SOURCE:
════════

To survive a motion to dismiss, the plaintiff must allege “enough facts to state a claim to relief that is plausible on its face.” Bell Atl. Corp. v. Twombly, 550 U.S. 544, 570 (2007). This “facial plausibility” standard requires the plaintiff to allege facts that add up to “more than a sheer possibility that a defendant has acted unlawfully.” Ashcroft v. Iqbal, 556 U.S. 662, 668 (2009).
If a motion to dismiss is granted, the court must grant leave to amend unless it is clear that the complaint's deficiencies cannot be cured by amendment. Eminence Capital, LLC v. Aspeon, Inc., 316 F.3d 1048, 1052 (9th Cir. 2003).

════════

DATASET SECTION:
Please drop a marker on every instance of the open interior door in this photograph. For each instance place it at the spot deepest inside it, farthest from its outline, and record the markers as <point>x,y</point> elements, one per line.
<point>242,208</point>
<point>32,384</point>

════════

WORK TO BE COMPLETED: According to the passage on motions to dismiss, when must a court that grants such a motion still grant leave to amend? The listing plays no part here.

THE RESULT: Unless it is clear that the complaint's deficiencies cannot be cured by amendment.